§ **PROBLEM DESCRIPTION**
Retype the lines from the line containing "Each <instance> block" to the line containing "positive clicks: (778, 270) (773, 241)", inclusive, reproducing each one precisely.

Records drawn from a dataset
Content starts
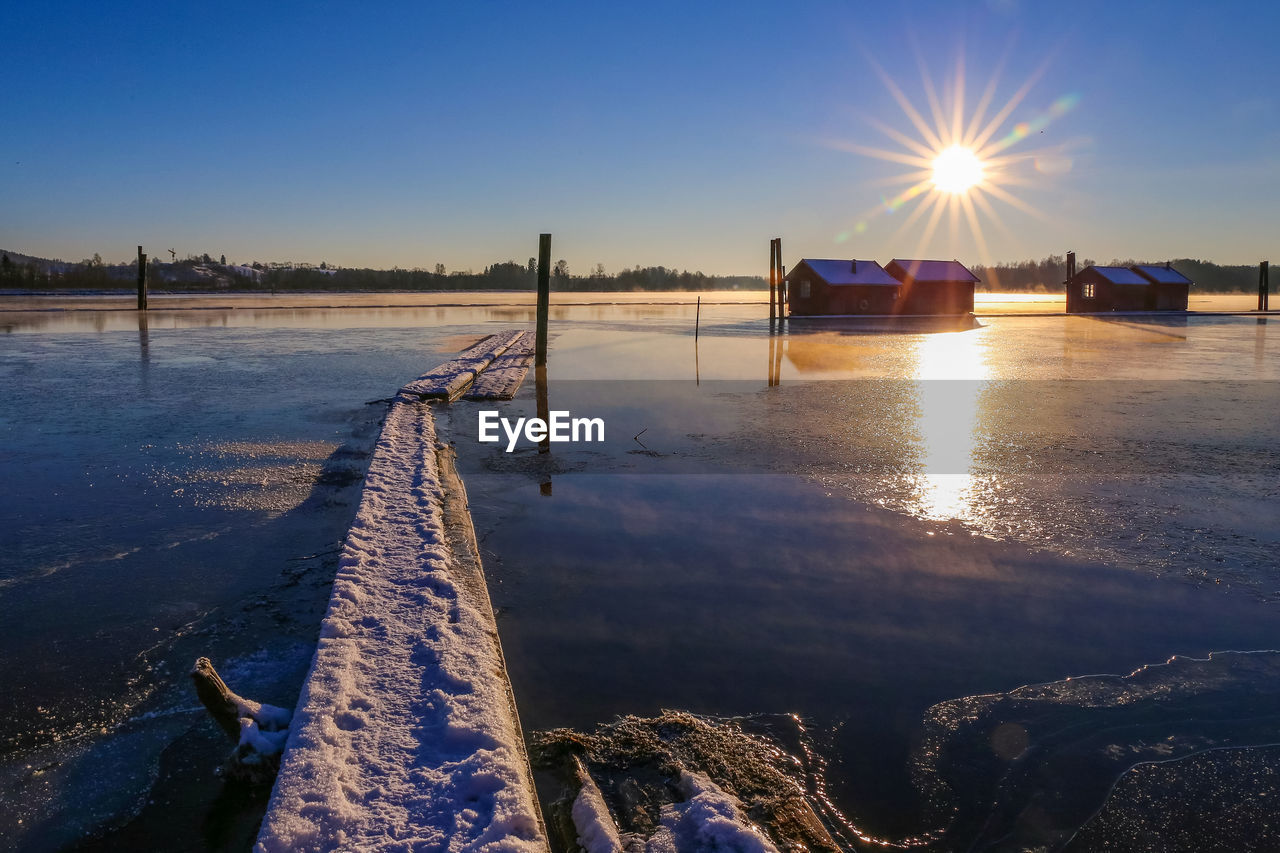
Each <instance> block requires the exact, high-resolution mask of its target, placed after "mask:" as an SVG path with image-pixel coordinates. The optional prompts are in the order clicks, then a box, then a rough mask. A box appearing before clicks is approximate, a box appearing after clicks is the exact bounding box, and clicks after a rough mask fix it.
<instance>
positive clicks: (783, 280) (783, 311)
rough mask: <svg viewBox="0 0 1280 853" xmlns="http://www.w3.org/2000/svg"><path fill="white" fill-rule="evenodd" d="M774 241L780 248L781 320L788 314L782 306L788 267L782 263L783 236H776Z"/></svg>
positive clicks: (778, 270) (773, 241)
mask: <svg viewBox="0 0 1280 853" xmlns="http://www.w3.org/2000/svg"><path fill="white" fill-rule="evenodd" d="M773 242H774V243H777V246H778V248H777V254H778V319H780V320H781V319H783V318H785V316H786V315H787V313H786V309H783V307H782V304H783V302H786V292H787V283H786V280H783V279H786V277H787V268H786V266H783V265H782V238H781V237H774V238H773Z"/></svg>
Content ends
Content starts
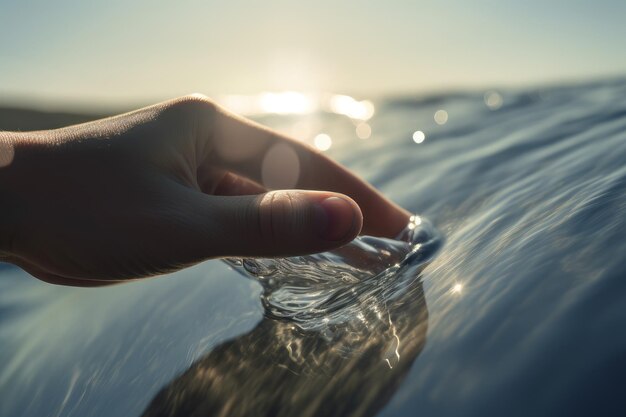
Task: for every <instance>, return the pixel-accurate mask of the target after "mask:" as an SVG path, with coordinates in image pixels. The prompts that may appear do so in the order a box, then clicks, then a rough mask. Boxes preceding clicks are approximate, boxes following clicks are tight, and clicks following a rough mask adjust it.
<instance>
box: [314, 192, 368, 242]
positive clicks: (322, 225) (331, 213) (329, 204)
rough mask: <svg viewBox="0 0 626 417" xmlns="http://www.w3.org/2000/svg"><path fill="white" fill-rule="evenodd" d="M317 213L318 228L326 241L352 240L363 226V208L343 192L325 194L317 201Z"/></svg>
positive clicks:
Content ends
§ **RESPONSE TO THE EXERCISE**
Each <instance> block requires the exact, high-resolution mask of its target, placed after "mask:" as an SVG path with image-pixel coordinates. The optional prompts are in the order clicks, then a box, then a rough mask. A box appearing before clicks is approximate, a box appearing after clicks is the exact bounding box, and clicks after a rough mask fix it.
<instance>
positive clicks: (783, 280) (783, 311)
rough mask: <svg viewBox="0 0 1280 853" xmlns="http://www.w3.org/2000/svg"><path fill="white" fill-rule="evenodd" d="M774 241L780 248L781 320L788 314L782 306L788 267L782 263L783 236H776Z"/></svg>
positive clicks: (778, 270) (773, 241)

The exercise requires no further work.